------ Text passage

Mpilo ICU runs on 1 ventilator

Dr Parirenyatwa
Dr Parirenyatwa

Patrick Chitumba Senior Reporter—
MPILO Central Hospital – the third largest referral hospital in the country – is operating with only one ventilator for patients in the intensive care unit (ICU), putting at risk the lives of patients with collapsed respiratory systems. This was revealed by staff in the ICU during a tour of the institution by Health and Child Care Minister, Dr David Parirenyatwa on Thursday last week.

Dr Parirenyatwa was touring the hospital on the sidelines of an investor and donor conference held to raise $15million for the ailing health institution.
In the ICU was a female patient who was said to have had an over dose of anti-retroviral drugs and was gasping for air.
A nurse attending to the woman, Sister Similo Nkiwane, told Dr Parirenyatwa that she needed a ventilator.

“She was admitted in the morning and is HIV positive and needs a ventilator,” Nkiwane told Dr Parirenyatwa who was accompanied by the hospital clinical director Dr Wedu Ndebele and other hospital management members.

“Find her a ventilator,” pleaded Dr Parirenyatwa.
“We don’t have one available. The only ventilator is on another patient and her condition is fast deteriorating,” said Nkiwane.

A ventilator is a machine designed to mechanically move breathable air into and out of the lungs on a patient who is physically unable to breathe, or is breathing with difficulty.

Dr Parirenyatwa who looked disturbed by the development said there was need for government intervention to save people’s lives.
“We are going to improve the conditions here and right now we need to rehabilitate the old buildings we have as we look for funding,” he said.

Staff at the institution said they were now used to seeing people dying in the ICU because of the unavailability of ventilators.
“We always have these cases, worse when we have a road traffic accident. We fail totally to cope because of the unavailability of essential equipment not just the ventilators alone,” said a hospital staff member on condition of anonymity.

“But it’s so painful to watch a patient die when you know that something could have been done to salvage that life.”
The health institution caters for patients from the western end of Bulawayo as well as referral cases from the country’s southern region including Gweru, Beitbridge, Victoria Falls and Masvingo.

The hospital is owed $16 million by patients and has engaged debt collectors in a bid to recover the money.
Mpilo hospital also owes creditors about $2 million.

On Thursday last week, the hospital held its first investor and donor conference that saw individuals and companies donating money, machines and medicines.
Mpilo treated more than four million patients between 1991 and 2013, according to hospital authorities.

------------

What is needed
Please state how much money the investor and donor conference in the Mpilo hospital article was meant to raise. The rows that come next are separate material with no connection to the article.

------ Dataset content

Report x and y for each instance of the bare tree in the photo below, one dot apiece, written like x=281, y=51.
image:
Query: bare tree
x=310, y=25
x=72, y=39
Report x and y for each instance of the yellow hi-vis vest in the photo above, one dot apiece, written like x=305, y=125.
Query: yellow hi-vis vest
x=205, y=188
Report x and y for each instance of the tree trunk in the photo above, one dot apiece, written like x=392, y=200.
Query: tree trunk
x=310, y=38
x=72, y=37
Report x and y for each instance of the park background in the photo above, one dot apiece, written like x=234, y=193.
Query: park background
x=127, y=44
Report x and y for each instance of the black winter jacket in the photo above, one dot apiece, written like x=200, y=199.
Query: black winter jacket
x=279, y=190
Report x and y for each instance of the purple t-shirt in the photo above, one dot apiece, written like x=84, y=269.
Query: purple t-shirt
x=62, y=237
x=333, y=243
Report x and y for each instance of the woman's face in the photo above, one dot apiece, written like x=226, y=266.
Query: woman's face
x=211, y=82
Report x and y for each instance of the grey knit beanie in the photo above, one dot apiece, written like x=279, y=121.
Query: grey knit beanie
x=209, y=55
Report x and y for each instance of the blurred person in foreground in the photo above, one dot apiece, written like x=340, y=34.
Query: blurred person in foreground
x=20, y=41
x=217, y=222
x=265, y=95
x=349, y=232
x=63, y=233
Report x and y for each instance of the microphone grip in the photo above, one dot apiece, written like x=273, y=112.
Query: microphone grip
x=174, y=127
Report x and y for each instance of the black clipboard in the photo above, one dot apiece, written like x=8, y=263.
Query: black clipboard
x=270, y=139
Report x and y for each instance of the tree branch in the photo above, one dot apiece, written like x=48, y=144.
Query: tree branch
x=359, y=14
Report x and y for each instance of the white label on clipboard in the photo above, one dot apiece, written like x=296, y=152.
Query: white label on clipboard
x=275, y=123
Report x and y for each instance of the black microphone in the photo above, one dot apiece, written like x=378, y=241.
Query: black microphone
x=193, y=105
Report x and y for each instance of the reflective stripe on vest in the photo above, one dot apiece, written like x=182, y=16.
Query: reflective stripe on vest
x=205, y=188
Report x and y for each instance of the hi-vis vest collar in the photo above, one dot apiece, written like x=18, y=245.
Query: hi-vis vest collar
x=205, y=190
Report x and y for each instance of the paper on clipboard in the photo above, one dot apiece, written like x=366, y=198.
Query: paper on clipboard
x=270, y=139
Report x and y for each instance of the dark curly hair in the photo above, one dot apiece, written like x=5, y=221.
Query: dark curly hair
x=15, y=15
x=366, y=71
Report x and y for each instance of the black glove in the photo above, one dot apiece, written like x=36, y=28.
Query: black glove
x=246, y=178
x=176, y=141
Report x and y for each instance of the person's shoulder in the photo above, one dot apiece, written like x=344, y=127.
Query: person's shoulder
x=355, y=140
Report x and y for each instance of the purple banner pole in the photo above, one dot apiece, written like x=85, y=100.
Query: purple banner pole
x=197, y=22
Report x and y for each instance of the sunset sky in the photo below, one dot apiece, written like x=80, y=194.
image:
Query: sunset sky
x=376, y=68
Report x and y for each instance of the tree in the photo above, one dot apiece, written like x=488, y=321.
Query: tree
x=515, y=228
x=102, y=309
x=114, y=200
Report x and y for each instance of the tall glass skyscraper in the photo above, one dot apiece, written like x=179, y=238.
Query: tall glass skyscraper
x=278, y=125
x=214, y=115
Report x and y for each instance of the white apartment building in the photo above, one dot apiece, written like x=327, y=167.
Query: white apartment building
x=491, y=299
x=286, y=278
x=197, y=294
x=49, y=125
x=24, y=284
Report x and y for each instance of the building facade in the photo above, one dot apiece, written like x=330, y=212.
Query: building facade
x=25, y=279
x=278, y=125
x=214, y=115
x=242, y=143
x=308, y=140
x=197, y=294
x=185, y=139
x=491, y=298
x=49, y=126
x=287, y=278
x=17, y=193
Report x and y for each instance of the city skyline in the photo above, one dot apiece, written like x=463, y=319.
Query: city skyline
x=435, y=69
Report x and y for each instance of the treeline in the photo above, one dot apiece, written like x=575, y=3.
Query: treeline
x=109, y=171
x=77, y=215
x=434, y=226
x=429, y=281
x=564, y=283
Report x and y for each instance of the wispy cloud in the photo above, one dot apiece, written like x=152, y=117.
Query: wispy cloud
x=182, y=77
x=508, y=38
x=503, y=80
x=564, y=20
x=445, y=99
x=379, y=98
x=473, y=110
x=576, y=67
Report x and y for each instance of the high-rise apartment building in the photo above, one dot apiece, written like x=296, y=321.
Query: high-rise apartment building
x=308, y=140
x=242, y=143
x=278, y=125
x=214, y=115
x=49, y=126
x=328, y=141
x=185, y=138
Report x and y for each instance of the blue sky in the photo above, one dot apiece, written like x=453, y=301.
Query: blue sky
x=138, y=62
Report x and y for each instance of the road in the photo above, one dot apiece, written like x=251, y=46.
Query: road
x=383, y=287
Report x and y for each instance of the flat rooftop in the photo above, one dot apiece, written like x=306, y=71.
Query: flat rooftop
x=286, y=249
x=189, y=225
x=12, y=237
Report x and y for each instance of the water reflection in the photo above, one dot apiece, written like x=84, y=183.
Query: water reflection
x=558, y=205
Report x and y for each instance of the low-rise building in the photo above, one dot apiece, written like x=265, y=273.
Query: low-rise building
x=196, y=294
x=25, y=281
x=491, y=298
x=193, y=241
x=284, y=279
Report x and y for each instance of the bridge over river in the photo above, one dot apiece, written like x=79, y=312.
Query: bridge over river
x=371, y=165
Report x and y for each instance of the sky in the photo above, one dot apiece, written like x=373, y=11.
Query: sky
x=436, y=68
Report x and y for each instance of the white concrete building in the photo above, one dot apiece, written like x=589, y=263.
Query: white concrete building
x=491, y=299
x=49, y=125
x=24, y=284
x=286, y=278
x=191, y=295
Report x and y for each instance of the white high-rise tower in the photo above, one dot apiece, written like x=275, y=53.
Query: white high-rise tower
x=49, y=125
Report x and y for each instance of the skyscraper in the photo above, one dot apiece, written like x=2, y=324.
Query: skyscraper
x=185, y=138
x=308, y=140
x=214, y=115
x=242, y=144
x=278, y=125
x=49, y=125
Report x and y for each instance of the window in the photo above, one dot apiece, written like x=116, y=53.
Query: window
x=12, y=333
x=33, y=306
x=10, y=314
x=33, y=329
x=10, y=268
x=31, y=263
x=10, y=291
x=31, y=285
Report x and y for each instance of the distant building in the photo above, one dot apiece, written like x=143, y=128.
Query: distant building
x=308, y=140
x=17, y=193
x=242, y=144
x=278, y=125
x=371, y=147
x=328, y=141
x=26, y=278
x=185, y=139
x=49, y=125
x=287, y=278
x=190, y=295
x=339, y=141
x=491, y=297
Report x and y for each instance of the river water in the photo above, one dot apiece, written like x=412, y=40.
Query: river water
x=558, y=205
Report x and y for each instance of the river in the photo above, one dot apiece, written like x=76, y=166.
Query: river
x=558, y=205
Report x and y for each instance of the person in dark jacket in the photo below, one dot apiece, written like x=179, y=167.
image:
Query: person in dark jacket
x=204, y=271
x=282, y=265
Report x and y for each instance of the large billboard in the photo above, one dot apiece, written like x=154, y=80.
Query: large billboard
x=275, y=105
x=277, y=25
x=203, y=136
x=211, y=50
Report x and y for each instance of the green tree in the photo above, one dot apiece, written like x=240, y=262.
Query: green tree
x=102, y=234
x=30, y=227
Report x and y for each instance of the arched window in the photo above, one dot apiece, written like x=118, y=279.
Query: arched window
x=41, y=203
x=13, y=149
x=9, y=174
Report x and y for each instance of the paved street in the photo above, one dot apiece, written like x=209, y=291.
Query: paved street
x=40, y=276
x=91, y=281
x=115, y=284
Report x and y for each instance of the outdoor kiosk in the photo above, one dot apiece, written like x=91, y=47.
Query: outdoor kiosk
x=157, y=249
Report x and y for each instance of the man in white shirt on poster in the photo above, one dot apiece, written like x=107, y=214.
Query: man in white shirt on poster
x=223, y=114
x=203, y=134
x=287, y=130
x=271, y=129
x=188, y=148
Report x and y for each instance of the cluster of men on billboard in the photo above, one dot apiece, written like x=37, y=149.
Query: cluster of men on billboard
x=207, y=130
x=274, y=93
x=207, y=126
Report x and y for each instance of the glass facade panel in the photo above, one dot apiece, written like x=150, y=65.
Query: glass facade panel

------------

Solution for this problem
$15 million